** TASK TO COMPLETE **
Give only the lines from the one containing "the man's ear" through the end of the material below, exactly as written.

━━ STORED ROWS ━━

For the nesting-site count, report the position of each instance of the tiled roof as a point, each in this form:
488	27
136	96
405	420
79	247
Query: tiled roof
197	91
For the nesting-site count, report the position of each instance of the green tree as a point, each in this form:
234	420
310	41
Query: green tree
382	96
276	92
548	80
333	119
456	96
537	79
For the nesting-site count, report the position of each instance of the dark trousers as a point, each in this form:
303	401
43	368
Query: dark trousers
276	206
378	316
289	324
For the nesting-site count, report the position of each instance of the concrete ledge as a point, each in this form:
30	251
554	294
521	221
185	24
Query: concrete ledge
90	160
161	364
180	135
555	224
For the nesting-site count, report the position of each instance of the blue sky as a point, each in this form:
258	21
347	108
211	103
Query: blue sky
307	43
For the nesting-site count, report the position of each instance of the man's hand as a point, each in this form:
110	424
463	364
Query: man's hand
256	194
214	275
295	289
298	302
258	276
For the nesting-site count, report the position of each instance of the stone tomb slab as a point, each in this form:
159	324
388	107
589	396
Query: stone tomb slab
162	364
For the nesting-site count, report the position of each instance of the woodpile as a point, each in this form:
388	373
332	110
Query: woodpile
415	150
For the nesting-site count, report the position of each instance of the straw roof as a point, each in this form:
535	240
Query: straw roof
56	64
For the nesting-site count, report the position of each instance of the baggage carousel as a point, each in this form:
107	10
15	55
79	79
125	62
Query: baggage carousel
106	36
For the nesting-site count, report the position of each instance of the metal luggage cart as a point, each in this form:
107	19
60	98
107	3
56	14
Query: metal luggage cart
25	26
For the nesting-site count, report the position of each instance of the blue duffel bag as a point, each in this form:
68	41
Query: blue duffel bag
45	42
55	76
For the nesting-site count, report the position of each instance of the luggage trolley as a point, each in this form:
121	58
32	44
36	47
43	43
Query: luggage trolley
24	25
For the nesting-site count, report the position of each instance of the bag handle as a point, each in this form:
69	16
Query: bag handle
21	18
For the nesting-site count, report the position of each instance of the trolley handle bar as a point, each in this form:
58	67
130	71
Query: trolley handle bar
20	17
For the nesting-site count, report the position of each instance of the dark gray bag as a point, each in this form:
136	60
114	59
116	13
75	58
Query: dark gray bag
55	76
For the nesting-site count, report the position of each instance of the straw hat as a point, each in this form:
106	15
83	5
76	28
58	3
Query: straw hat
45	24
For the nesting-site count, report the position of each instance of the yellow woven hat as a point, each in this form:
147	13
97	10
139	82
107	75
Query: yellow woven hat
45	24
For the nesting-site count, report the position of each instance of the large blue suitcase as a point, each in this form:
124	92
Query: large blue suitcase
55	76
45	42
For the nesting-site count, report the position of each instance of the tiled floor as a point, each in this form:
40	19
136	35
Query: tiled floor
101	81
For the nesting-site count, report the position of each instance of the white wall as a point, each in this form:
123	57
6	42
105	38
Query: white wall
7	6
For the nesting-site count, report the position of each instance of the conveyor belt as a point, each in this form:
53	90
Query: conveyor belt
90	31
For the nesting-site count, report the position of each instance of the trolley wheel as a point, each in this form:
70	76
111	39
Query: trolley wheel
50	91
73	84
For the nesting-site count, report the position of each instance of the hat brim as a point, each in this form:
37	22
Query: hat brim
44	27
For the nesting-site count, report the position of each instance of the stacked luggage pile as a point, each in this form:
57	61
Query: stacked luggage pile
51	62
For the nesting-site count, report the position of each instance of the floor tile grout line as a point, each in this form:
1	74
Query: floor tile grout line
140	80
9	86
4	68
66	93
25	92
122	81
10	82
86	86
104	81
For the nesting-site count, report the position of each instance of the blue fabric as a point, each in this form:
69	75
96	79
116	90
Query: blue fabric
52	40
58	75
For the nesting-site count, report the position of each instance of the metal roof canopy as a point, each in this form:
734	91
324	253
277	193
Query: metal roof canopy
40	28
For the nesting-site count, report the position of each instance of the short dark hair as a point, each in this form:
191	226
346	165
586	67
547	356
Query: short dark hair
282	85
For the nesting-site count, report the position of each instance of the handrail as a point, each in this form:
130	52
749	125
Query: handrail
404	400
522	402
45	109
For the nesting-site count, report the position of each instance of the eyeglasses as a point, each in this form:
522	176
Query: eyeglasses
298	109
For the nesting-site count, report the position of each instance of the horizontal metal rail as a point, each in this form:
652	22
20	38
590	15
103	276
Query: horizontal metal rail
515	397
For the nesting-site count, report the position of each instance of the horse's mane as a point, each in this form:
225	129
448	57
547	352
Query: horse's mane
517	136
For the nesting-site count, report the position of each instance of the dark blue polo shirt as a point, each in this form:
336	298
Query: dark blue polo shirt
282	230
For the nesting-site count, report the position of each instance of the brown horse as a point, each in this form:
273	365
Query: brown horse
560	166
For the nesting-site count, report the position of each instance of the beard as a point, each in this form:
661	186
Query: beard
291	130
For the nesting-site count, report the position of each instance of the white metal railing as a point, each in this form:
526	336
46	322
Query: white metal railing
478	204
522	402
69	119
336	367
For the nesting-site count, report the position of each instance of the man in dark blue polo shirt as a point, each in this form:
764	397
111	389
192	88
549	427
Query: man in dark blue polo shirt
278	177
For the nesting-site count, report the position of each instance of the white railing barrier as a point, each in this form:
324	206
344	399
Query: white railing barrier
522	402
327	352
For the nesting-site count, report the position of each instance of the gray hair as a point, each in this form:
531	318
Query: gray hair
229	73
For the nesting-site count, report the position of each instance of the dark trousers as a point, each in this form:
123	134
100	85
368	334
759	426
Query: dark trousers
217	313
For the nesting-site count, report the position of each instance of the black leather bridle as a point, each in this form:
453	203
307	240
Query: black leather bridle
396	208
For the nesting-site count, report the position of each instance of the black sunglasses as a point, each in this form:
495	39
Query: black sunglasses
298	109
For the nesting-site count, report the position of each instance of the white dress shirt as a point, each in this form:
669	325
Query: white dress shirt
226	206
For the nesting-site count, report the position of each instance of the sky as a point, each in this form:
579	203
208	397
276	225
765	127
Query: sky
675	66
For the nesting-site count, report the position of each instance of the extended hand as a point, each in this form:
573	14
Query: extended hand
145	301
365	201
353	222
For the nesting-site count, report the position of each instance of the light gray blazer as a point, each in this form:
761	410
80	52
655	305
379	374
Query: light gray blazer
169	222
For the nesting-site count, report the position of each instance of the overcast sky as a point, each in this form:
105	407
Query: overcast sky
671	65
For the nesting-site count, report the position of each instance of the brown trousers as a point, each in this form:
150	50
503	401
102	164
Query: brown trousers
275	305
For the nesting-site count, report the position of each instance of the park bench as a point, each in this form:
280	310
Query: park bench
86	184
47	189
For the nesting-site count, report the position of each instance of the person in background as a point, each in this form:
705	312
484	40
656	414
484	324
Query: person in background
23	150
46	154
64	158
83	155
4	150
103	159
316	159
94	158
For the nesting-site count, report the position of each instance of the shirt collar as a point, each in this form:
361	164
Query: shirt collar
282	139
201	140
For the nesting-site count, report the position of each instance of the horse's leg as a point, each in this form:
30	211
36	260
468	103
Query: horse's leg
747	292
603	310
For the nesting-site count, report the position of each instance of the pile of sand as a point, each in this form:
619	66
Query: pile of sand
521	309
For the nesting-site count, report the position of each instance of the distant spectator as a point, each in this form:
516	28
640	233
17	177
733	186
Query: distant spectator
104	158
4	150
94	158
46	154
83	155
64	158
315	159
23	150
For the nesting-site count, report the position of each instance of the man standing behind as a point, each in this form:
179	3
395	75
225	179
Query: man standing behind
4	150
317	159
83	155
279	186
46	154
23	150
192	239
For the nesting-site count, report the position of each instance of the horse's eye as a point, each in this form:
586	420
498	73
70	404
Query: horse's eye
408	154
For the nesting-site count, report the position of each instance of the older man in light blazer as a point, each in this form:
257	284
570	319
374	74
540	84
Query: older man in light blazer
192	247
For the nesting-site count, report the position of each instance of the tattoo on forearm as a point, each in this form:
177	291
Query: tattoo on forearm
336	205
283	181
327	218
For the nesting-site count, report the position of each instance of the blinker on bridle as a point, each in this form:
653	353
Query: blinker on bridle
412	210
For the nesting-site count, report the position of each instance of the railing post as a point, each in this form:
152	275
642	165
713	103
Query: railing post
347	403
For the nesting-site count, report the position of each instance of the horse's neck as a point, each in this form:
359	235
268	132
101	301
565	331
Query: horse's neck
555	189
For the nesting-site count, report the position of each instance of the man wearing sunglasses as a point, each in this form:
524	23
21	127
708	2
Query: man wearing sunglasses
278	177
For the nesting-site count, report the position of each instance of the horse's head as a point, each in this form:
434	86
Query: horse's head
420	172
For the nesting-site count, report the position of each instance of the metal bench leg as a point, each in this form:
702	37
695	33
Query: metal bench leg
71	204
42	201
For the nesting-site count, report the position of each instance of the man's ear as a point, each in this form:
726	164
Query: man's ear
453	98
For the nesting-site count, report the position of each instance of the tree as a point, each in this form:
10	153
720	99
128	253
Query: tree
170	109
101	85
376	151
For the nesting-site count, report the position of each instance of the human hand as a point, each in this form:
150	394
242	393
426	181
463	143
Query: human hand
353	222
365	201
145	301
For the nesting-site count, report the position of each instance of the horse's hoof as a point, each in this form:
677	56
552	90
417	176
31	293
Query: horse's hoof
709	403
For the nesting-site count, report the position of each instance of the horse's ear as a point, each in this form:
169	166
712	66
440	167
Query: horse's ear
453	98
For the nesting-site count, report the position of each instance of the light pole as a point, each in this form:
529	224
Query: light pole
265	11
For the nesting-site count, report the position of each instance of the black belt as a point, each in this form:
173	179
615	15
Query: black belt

━━━

** FULL OUTPUT **
For the nesting-site count, report the position of each instance of the man's ear as a point, each in this form:
726	164
Query: man's ear
453	98
For the nesting-site count, report the position of each instance of the tree as a point, each in this form:
10	153
720	99
128	253
Query: tree
170	109
101	85
376	151
For the nesting-site count, report the position of each instance of the human hand as a point, each in this form:
150	394
242	393
426	181
463	143
Query: human hand
353	222
365	201
145	301
For the nesting-site count, report the position of each instance of the horse's hoof as a point, each in this form:
677	56
552	90
417	176
31	293
Query: horse's hoof
709	403
For the nesting-site count, report the position of each instance of the horse's ear as a point, each in this form:
169	166
712	66
440	167
Query: horse's ear
453	98
For the nesting-site count, report the position of each instance of the light pole as a point, each in this form:
529	224
Query: light pole
265	11
For the nesting-site count, report the position of each instance of the black belt as a point, each in this form:
173	179
615	15
Query: black belt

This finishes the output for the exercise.